### Goal
Rewrite the data from the line with "Where can the running shoe be seen here?" through the line with "x=224, y=485", substituting "orange sleeveless vest" for "yellow sleeveless vest" and keeping everything else unchanged. Give only those lines.

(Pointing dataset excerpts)

● ● ● ●

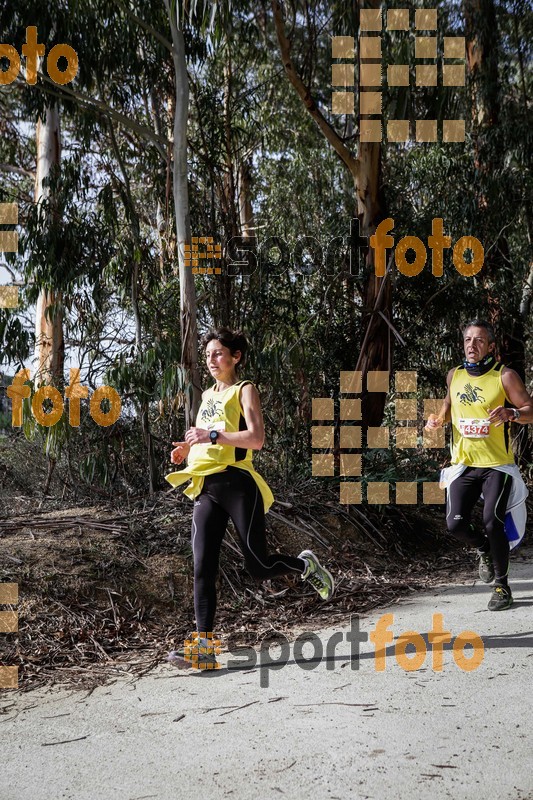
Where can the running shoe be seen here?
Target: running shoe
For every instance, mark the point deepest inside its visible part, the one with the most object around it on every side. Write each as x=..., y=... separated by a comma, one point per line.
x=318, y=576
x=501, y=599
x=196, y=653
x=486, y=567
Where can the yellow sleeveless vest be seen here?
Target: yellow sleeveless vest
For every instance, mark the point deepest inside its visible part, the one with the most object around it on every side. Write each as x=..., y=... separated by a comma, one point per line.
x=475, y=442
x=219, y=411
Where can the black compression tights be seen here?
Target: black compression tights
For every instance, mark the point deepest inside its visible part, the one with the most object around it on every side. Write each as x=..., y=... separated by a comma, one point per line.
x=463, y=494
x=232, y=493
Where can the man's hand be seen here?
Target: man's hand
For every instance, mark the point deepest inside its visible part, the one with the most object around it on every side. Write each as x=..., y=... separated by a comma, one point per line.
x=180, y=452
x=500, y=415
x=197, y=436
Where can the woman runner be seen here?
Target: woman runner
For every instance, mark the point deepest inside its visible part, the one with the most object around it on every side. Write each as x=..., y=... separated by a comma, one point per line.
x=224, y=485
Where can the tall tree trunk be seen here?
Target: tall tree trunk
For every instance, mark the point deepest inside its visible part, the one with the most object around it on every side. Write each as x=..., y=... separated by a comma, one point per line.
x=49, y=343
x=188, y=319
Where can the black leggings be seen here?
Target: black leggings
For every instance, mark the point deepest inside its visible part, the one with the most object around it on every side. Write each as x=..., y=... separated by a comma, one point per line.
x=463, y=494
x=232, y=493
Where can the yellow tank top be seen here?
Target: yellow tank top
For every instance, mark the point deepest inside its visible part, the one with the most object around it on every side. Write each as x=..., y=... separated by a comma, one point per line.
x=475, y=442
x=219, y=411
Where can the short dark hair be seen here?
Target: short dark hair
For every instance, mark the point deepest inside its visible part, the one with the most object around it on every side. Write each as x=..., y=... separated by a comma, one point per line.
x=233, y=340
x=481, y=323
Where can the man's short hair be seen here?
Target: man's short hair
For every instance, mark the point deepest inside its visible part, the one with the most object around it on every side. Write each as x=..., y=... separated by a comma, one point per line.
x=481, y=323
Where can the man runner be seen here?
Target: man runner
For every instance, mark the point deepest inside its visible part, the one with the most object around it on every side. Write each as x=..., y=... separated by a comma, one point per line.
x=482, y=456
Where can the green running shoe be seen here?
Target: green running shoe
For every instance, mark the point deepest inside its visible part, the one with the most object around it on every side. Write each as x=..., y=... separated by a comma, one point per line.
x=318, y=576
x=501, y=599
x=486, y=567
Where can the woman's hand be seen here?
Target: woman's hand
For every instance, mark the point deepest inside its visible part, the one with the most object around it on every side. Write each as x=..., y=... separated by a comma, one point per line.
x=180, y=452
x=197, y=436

● ● ● ●

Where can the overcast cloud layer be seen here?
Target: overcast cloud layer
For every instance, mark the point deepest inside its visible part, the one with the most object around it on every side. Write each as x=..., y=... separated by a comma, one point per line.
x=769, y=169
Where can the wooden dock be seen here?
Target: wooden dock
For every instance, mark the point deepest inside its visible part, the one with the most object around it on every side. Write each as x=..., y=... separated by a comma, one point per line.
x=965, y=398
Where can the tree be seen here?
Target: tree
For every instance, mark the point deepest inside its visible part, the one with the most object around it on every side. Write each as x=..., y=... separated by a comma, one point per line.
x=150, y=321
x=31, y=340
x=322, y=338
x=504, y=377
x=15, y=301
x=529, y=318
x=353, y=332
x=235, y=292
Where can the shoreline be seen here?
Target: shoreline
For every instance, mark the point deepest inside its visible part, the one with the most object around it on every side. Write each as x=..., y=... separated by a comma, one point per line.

● ● ● ●

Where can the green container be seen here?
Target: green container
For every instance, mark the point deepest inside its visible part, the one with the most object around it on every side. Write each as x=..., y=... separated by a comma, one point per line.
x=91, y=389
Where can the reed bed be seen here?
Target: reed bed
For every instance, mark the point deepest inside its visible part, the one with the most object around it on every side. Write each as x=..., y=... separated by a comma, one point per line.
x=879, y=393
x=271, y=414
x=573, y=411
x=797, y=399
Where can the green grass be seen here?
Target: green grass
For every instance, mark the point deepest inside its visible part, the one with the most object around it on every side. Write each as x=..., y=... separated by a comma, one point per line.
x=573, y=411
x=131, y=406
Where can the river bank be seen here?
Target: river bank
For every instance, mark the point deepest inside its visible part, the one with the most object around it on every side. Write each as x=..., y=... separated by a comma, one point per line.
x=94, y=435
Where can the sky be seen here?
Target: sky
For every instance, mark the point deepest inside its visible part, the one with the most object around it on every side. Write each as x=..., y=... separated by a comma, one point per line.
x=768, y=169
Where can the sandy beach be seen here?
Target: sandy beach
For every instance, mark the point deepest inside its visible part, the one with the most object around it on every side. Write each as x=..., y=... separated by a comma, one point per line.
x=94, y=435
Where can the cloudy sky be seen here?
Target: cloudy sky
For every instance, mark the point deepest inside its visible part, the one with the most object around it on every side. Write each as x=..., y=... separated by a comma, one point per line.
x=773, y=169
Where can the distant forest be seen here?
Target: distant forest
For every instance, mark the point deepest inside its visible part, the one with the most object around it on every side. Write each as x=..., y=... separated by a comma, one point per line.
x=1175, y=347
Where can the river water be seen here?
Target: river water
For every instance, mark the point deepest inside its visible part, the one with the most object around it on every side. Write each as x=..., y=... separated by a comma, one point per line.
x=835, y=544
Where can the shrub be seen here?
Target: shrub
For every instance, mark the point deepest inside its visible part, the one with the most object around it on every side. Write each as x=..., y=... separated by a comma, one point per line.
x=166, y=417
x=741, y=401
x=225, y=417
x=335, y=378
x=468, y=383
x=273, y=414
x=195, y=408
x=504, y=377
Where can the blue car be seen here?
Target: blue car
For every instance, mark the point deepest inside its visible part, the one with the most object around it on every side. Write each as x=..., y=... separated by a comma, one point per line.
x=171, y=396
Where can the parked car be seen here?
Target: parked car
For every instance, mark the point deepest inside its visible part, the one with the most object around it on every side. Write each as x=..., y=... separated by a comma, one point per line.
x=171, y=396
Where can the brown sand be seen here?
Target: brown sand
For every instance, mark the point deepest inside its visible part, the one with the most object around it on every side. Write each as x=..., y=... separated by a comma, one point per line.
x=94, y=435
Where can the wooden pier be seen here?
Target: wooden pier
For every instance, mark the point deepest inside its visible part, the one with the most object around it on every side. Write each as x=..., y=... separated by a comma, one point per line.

● ● ● ●

### Expected output
Where can the running shoe be seen here?
Target: running shoe
For every instance, mark the point deepest inside its visible part, the one with the most object around it on every side. Write each as x=..., y=... separated by a comma, one point per line.
x=318, y=576
x=501, y=599
x=196, y=653
x=486, y=567
Where can the orange sleeveless vest be seen here?
Target: orange sleeveless vest
For every instance, mark the point deepest inside its visible part, the one with the most object around it on every side. Write each as x=..., y=... separated by a comma, one point per line.
x=475, y=442
x=219, y=411
Where can the black compression tights be seen here?
Target: black compression tights
For every instance, mark the point deepest inside its visible part, the one with the most object around it on every side. Write each as x=..., y=... separated by a comma, one point per line.
x=463, y=494
x=232, y=493
Where can the man's hand be seen here?
Target: man's hand
For every instance, mark the point deepest inside its visible part, the one with the most object around it on every side. Write each as x=..., y=... separated by a comma, one point per line.
x=180, y=452
x=500, y=415
x=197, y=436
Where can the woman runner be seen here?
Target: woman runner
For every instance, mark the point deepest inside its visible part, the one with the most object around it on every side. Write each as x=..., y=... separated by a comma, one point per line.
x=224, y=485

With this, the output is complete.